* [WHAT IS NEEDED] Below are entries; write every one of them out again exactly.

Saved entries

%%

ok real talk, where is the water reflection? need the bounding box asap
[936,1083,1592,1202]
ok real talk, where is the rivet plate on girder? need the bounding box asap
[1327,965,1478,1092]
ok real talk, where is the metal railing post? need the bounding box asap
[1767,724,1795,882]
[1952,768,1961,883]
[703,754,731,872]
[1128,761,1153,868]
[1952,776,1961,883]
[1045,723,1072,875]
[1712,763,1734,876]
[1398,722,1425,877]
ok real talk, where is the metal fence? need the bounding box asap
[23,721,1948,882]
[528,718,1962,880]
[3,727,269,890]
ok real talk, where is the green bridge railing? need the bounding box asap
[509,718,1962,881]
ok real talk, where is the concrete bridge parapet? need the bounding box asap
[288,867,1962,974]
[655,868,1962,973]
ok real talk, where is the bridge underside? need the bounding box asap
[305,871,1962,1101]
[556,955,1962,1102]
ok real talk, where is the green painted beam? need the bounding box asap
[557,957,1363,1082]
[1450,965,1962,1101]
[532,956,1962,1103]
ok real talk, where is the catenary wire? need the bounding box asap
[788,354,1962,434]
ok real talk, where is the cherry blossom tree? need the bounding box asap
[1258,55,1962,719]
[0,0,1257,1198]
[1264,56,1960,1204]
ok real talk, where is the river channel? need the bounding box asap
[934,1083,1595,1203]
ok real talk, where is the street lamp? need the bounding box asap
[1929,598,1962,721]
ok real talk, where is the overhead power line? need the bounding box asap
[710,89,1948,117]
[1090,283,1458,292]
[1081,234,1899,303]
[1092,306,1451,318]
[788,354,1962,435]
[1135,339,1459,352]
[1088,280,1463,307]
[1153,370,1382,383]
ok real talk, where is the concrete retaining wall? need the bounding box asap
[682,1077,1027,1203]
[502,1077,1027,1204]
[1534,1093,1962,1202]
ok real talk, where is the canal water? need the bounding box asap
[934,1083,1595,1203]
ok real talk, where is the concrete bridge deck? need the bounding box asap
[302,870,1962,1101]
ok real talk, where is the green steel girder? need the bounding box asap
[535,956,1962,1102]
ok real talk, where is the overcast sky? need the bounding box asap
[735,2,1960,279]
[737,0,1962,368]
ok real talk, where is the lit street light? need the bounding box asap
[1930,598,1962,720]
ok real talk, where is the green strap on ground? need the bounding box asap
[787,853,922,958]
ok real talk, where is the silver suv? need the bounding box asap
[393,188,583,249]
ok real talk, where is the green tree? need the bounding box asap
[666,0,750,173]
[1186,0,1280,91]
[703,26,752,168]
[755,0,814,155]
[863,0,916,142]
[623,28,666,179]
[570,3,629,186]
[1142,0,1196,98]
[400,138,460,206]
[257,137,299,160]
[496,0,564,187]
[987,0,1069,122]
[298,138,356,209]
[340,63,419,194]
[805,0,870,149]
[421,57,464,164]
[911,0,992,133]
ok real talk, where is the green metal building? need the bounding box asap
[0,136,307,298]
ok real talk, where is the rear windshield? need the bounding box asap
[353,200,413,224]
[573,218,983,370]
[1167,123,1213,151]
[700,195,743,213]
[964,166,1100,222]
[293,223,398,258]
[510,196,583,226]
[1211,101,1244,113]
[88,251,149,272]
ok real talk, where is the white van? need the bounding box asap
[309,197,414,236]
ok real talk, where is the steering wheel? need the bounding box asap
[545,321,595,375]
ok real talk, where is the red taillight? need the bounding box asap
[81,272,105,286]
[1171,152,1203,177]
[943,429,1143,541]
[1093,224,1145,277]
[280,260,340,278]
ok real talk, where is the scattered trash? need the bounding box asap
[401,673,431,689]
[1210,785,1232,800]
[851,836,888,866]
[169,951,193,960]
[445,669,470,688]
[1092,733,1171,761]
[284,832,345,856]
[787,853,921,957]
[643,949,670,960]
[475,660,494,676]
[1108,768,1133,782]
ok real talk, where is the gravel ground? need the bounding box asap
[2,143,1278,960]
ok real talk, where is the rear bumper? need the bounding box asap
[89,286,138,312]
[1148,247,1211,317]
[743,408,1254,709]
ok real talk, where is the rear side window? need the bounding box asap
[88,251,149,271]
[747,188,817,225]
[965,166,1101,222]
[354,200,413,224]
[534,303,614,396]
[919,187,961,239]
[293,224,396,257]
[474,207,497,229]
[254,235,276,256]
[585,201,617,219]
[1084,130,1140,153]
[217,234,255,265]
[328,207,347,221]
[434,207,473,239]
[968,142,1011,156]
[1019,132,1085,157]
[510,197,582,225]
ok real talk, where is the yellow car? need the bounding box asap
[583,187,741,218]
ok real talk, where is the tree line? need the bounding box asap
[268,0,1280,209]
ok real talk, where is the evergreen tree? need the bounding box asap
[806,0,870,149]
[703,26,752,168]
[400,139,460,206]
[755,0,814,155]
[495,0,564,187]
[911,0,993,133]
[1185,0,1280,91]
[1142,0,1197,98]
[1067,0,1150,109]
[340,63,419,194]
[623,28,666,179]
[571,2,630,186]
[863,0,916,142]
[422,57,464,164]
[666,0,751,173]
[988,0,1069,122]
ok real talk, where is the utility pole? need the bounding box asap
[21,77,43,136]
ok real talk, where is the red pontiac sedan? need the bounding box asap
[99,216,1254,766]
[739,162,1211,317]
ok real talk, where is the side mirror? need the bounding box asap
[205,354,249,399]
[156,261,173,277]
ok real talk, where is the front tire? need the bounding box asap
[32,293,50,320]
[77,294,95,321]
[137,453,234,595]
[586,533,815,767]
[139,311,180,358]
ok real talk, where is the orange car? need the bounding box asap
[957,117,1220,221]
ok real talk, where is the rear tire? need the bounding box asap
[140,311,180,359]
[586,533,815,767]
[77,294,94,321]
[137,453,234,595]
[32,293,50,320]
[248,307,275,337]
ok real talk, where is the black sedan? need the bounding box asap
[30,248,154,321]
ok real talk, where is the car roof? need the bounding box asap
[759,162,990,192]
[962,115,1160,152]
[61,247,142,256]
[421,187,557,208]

%%

* [SOLUTION TO THIS TASK]
ok real talk, where is the water reflection? need the bounding box asap
[936,1083,1592,1202]
ok real talk, where is the rivet plate on girder? need the bounding box asap
[1327,965,1478,1092]
ok real talk, where is the metal railing post? need the bounding box asap
[1767,724,1795,882]
[1952,768,1961,883]
[703,754,731,872]
[1128,761,1153,868]
[1952,776,1961,883]
[1045,723,1072,875]
[1712,763,1734,876]
[1398,722,1425,877]
ok real talk, where is the metal fence? need the bounding box asap
[23,721,1948,882]
[528,718,1962,880]
[3,727,269,890]
ok real talk, where is the green bridge railing? need the bounding box asap
[509,718,1962,881]
ok real talk, where is the concrete bridge parapet? need the bounding box asap
[288,867,1962,974]
[655,868,1962,973]
ok real talk, where is the bridge underside? need the bounding box asap
[305,871,1962,1101]
[556,955,1962,1102]
ok real talk, where is the green painted beam? need the bounding box asap
[557,957,1363,1082]
[1450,965,1962,1101]
[532,956,1962,1103]
ok real talk, where is the catenary wire? need the bounding box asap
[788,354,1962,434]
ok real talk, where is the cherry blossom tree? need the bounding box asap
[1258,55,1962,719]
[0,0,1257,1198]
[1264,56,1960,1204]
ok real talk, where is the river channel? need the bounding box asap
[934,1083,1595,1203]
ok real talk, where is the street lamp? need the bounding box asap
[1929,598,1962,721]
ok real talk, where is the overhead power line? need the bounding box asap
[710,89,1948,117]
[1090,283,1458,292]
[1081,234,1899,303]
[1092,306,1451,318]
[788,354,1962,435]
[1135,339,1459,352]
[1088,280,1463,307]
[1153,370,1382,383]
ok real talk, where is the concrete retaining wall? need the bounding box asap
[682,1077,1027,1203]
[502,1077,1027,1204]
[1534,1093,1962,1202]
ok real talk, where is the canal water? need the bounding box asap
[934,1083,1595,1203]
ok real talk, where is the concrete bridge deck? need the bounding box asap
[302,870,1962,1101]
ok real talk, where is the green steel girder? need the bounding box asap
[535,956,1962,1102]
ok real talk, where is the overcast sky? need the bounding box asap
[735,2,1960,279]
[737,0,1962,368]
ok real talk, where is the lit street light? need the bounding box asap
[1930,598,1962,720]
ok real talk, where is the green strap on ground? need the bounding box asap
[787,853,922,958]
ok real talk, where is the silver suv? need the bounding box asap
[393,188,583,249]
ok real talk, where is the green tree? need the bounding box asap
[666,0,750,173]
[1186,0,1280,91]
[703,26,752,168]
[755,0,814,155]
[863,0,916,142]
[623,28,666,179]
[570,3,629,186]
[1142,0,1196,98]
[400,138,460,206]
[257,137,299,160]
[496,0,564,187]
[987,0,1069,122]
[298,138,356,209]
[340,63,419,194]
[805,0,870,149]
[421,57,464,164]
[911,0,992,133]
ok real talk, where is the green metal building? need the bounding box asap
[0,136,307,298]
ok real talk, where is the rear windshield? need the bounding box asap
[353,200,413,224]
[573,218,983,370]
[1167,123,1213,151]
[700,195,743,213]
[964,166,1100,222]
[293,223,398,258]
[510,196,583,226]
[1211,101,1244,113]
[88,251,149,272]
ok real talk, where is the white van? need the bounding box asap
[309,197,414,236]
ok real talk, where is the steering wheel? need the bounding box asap
[545,321,595,375]
ok real talk, where is the red taillight? need the bounding box asap
[81,272,105,286]
[1171,152,1203,177]
[943,429,1143,541]
[1093,224,1145,277]
[280,260,340,278]
ok real talk, where is the scattered trash? need the bounding box asap
[401,673,431,689]
[1210,785,1232,800]
[851,836,888,866]
[169,951,193,960]
[445,669,470,688]
[1092,733,1171,761]
[284,832,345,856]
[787,853,921,957]
[643,949,670,960]
[475,660,494,676]
[1108,768,1133,782]
ok real talk, where is the gravel ground? need the bounding box asap
[2,143,1278,960]
ok real talk, where is the rear bumper? need the bounding box asap
[89,286,138,312]
[1148,247,1211,317]
[743,408,1254,709]
ok real talk, where is the rear side window? need the bounding box asap
[88,251,149,271]
[747,188,817,225]
[965,166,1101,222]
[354,200,413,224]
[534,303,614,396]
[919,187,961,239]
[293,224,396,257]
[474,207,497,229]
[254,235,276,256]
[585,201,617,219]
[1084,130,1140,153]
[217,234,255,265]
[328,207,347,221]
[434,207,473,239]
[968,142,1011,156]
[1019,132,1085,157]
[510,197,582,225]
ok real talk, where is the yellow car? need the bounding box asap
[583,187,741,218]
ok real talk, where is the tree line? need the bounding box asap
[268,0,1280,209]
ok real talk, where is the evergreen tree? need the bounding box asap
[806,0,870,149]
[703,26,752,168]
[400,139,460,206]
[755,0,814,155]
[495,0,564,187]
[911,0,993,133]
[1185,0,1280,91]
[1142,0,1197,98]
[1067,0,1150,109]
[340,63,419,194]
[623,28,666,179]
[571,2,630,186]
[863,0,916,142]
[422,57,464,164]
[666,0,751,173]
[988,0,1069,122]
ok real talk, where is the utility pole? need the bounding box asap
[21,77,43,136]
ok real talk, where is the red pontiac sedan? need the bounding box asap
[99,216,1254,766]
[739,162,1211,317]
ok real talk, where is the side mirror? need the bounding box asap
[205,354,249,399]
[156,261,173,277]
ok real talk, where is the front tire? need the bounding box asap
[32,293,50,320]
[77,294,95,321]
[137,453,234,595]
[586,533,815,767]
[139,311,180,358]
ok real talk, where is the orange car? need the bounding box asap
[957,117,1220,221]
ok real talk, where is the rear tire? need the bounding box asap
[140,311,180,359]
[586,533,815,767]
[77,294,94,321]
[137,453,234,595]
[32,293,50,320]
[248,307,275,337]
ok real talk, where is the black sedan? need the bounding box asap
[30,248,154,321]
ok real talk, where is the car roof? need the bounding box asap
[759,162,990,192]
[962,115,1160,152]
[61,247,142,256]
[421,187,557,208]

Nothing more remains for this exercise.